Supplied text START

I simply think the other factors I mentioned are the main causes for why female teacher-male student romances occur.
Perhaps some female teachers sleep with male students and develop relationships with them out of safety, but I highly doubt most are doing it for this reason, as stated by my previous comment/reply. If school violence decreased significantly, I genuinely think we would still see similar levels of female teachers getting caught with male students.
I don't think inner city student-teacher romances has increased significantly compared to prior years. It's simply that they're caught more often now. But, as you pointed out, at least it will significantly reduce violence toward female teachers.
The true reality of female teachers with male students (based on what I've seen/researched, etc) is that they find the students attractive, they feel insecure in their own relationships, they develop feelings for this teen boy because they're around him all day (women are more likely than men to want to get with someone they know well), they have low inhibitions, and they are emotionally immature.
However, I’m open to possibilities, but without concrete evidence it’s all speculation. None of us are currently in school settings, including the researchers, so we can’t assert motives with certainty.
Solid work as usual with your articles. You and I at least don't sweepingly call all teachers predators/pedos for student-teacher romances like many others do.
Flavoslim? I mainly base my contention that school violence feeds the frequency of female teachers having affairs with underage male students on patterns that I have observed after watching a number of different news clips. I admit that I didn't rely on any research in this regard. However, I do believe that researchers should check into these patterns and verify if they are connected with one another, because, if so, it would shed a lot of light on this topic.
What I find so interesting is how diametrically different the American culture is from the French culture in dealing with these kinds of situations. I mean, French President Emmanuel Macron had a relationship of this nature in his past in which he was the underage student and his current wife, French First Lady Brigitte Marie-Claude Trogneux Macron, was his teacher, yet he still got elected president of France.
I have to wonder that if Vili Fualaau were to run for president in two years when he is 35 years old, would the American Court of Public Opinion hold his past with the late Mary Kay Letourneau against him. It would seem unfair, because, after all, all these social-justice warriors that were dead set on locking up the late Mary Kay Letourneau and throwing away the key were insistent that he was a victim. In any event, what stands out very conspicuously is that the French culture doesn't appear to stigmatize these situations to the degree that the American culture does.

Supplied text END
Recorded information START

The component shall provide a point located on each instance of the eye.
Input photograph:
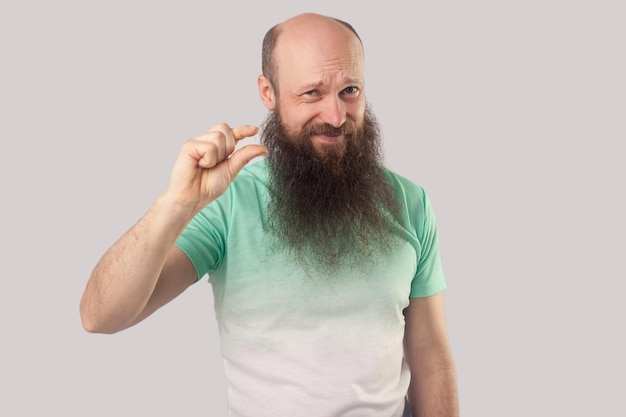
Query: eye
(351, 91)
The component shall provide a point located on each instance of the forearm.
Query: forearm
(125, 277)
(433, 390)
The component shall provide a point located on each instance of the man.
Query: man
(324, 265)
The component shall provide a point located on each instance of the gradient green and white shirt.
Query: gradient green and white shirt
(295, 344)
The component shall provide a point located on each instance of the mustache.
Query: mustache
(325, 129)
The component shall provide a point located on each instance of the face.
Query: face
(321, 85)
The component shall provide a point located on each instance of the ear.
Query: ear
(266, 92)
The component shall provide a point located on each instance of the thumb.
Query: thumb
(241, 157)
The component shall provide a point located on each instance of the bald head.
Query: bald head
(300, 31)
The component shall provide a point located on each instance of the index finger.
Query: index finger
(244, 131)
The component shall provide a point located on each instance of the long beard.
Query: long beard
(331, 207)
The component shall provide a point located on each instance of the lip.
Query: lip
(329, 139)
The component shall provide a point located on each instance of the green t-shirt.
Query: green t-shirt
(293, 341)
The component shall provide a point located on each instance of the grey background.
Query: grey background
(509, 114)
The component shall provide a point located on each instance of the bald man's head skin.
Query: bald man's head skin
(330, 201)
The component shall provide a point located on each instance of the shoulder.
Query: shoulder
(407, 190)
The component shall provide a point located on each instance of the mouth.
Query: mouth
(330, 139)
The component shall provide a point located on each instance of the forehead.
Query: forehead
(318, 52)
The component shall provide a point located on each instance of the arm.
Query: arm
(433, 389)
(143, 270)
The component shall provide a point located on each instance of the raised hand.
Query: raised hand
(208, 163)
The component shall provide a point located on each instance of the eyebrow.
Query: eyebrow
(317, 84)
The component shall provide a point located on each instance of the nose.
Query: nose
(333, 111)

Recorded information END

Return the portion of the comment thread starting with "I simply think" and going on through "with male students.", copied word for word.

▶ _Expected output_
I simply think the other factors I mentioned are the main causes for why female teacher-male student romances occur.
Perhaps some female teachers sleep with male students and develop relationships with them out of safety, but I highly doubt most are doing it for this reason, as stated by my previous comment/reply. If school violence decreased significantly, I genuinely think we would still see similar levels of female teachers getting caught with male students.